Assignment:
How many lines below include the string "white"? State the number alone.

Items listed in a dataset
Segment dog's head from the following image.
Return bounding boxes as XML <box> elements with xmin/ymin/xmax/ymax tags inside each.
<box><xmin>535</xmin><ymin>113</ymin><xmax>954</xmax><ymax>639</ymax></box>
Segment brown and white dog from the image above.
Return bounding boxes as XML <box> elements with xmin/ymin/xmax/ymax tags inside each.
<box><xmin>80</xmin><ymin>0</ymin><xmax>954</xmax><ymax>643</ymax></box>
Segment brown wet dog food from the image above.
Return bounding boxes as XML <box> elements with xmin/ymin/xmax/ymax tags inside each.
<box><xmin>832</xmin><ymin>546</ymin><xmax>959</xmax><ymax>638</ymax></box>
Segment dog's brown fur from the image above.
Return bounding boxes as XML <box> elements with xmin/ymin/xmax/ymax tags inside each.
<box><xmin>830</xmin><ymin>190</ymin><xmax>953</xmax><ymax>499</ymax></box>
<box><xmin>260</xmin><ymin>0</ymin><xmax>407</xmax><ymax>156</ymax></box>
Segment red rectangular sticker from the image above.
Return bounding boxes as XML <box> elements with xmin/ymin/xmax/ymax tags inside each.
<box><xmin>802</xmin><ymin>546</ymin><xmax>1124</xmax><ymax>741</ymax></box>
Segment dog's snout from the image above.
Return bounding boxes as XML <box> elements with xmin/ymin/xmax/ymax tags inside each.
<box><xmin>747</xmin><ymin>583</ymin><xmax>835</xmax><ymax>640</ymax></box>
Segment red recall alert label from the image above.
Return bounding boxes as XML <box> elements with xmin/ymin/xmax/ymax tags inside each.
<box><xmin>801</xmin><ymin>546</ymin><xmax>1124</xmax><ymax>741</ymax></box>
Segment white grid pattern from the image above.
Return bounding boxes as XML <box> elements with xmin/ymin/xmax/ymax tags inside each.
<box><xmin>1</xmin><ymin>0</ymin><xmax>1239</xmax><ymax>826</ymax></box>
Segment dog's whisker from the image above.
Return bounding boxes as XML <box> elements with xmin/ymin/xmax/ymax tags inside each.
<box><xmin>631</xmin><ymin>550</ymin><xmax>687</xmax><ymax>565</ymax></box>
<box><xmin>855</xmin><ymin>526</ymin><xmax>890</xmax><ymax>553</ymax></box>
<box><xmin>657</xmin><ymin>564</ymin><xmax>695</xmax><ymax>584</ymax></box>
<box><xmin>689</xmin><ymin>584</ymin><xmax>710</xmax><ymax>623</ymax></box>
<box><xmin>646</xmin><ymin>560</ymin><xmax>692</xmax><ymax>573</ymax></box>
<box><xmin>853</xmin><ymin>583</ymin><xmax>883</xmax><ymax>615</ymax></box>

Solved exercise:
2